== Tâche à réaliser ==
Présentez l'ensemble des lignes ci-dessous sous la forme d'un tableau Markdown à deux colonnes, « Numéro » et « Contenu ». Omettez les lignes vides.

== Matériel fourni ==
_____

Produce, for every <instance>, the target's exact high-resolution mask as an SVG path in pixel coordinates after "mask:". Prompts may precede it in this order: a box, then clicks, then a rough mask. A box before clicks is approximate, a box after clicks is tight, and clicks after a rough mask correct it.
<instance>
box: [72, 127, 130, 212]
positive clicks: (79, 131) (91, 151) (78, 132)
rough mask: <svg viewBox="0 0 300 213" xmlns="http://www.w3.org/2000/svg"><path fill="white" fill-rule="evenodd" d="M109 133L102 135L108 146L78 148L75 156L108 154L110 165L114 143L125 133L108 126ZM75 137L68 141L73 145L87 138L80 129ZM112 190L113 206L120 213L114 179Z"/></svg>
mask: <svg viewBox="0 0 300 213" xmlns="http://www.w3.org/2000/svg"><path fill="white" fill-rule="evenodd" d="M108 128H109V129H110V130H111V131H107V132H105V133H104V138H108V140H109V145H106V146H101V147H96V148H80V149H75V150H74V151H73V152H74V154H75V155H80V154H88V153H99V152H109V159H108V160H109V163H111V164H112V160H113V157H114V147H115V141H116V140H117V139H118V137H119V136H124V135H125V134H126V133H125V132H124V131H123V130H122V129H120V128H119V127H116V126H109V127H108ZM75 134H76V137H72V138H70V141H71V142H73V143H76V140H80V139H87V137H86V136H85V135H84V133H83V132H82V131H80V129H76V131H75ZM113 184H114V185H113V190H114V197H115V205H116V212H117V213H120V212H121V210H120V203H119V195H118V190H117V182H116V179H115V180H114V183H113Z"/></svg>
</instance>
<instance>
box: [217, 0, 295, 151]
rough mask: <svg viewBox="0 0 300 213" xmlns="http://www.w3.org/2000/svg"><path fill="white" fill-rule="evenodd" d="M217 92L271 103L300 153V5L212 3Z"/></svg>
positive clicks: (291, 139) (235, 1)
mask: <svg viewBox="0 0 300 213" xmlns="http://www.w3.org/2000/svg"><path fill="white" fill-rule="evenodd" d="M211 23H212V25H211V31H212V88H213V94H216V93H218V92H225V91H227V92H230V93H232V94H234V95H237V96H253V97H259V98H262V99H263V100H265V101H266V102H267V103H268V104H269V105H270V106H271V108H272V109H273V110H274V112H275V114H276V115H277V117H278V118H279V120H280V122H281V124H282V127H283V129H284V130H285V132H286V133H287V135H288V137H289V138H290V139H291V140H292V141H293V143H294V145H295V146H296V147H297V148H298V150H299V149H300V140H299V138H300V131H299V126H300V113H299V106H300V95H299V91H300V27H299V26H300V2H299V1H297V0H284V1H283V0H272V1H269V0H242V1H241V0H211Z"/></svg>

_____

== Réponse proposée ==
| Numéro | Contenu |
|---|---|
| 1 | Produce, for every <instance>, the target's exact high-resolution mask as an SVG path in pixel coordinates after "mask:". Prompts may precede it in this order: a box, then clicks, then a rough mask. A box before clicks is approximate, a box after clicks is tight, and clicks after a rough mask correct it. |
| 2 | <instance> |
| 3 | box: [72, 127, 130, 212] |
| 4 | positive clicks: (79, 131) (91, 151) (78, 132) |
| 5 | rough mask: <svg viewBox="0 0 300 213" xmlns="http://www.w3.org/2000/svg"><path fill="white" fill-rule="evenodd" d="M109 133L102 135L108 146L78 148L75 156L108 154L110 165L114 143L125 133L108 126ZM75 137L68 141L73 145L87 138L80 129ZM112 190L113 206L120 213L114 179Z"/></svg> |
| 6 | mask: <svg viewBox="0 0 300 213" xmlns="http://www.w3.org/2000/svg"><path fill="white" fill-rule="evenodd" d="M108 128H109V129H110V130H111V131H107V132H105V133H104V138H108V140H109V145H106V146H101V147H96V148H80V149H75V150H74V151H73V152H74V154H75V155H80V154H88V153H99V152H109V159H108V160H109V163H111V164H112V160H113V157H114V147H115V141H116V140H117V139H118V137H119V136H124V135H125V134H126V133H125V132H124V131H123V130H122V129H120V128H119V127H116V126H109V127H108ZM75 134H76V137H72V138H70V141H71V142H73V143H76V140H80V139H87V137H86V136H85V135H84V133H83V132H82V131H80V129H76V131H75ZM113 184H114V185H113V190H114V197H115V205H116V212H117V213H120V212H121V210H120V203H119V195H118V190H117V182H116V179H115V180H114V183H113Z"/></svg> |
| 7 | </instance> |
| 8 | <instance> |
| 9 | box: [217, 0, 295, 151] |
| 10 | rough mask: <svg viewBox="0 0 300 213" xmlns="http://www.w3.org/2000/svg"><path fill="white" fill-rule="evenodd" d="M217 92L271 103L300 153V5L212 3Z"/></svg> |
| 11 | positive clicks: (291, 139) (235, 1) |
| 12 | mask: <svg viewBox="0 0 300 213" xmlns="http://www.w3.org/2000/svg"><path fill="white" fill-rule="evenodd" d="M211 23H212V25H211V31H212V88H213V94H216V93H218V92H225V91H227V92H230V93H232V94H234V95H237V96H253V97H259V98H262V99H263V100H265V101H266V102H267V103H268V104H269V105H270V106H271V108H272V109H273V110H274V112H275V114H276V115H277V117H278V118H279V120H280V122H281V124H282V127H283V129H284V130H285V132H286V133H287V135H288V137H289V138H290V139H291V140H292V141H293V143H294V145H295V146H296V147H297V148H298V150H299V149H300V140H299V138H300V131H299V126H300V113H299V106H300V95H299V91H300V27H299V26H300V2H299V1H297V0H284V1H283V0H272V1H269V0H242V1H241V0H211Z"/></svg> |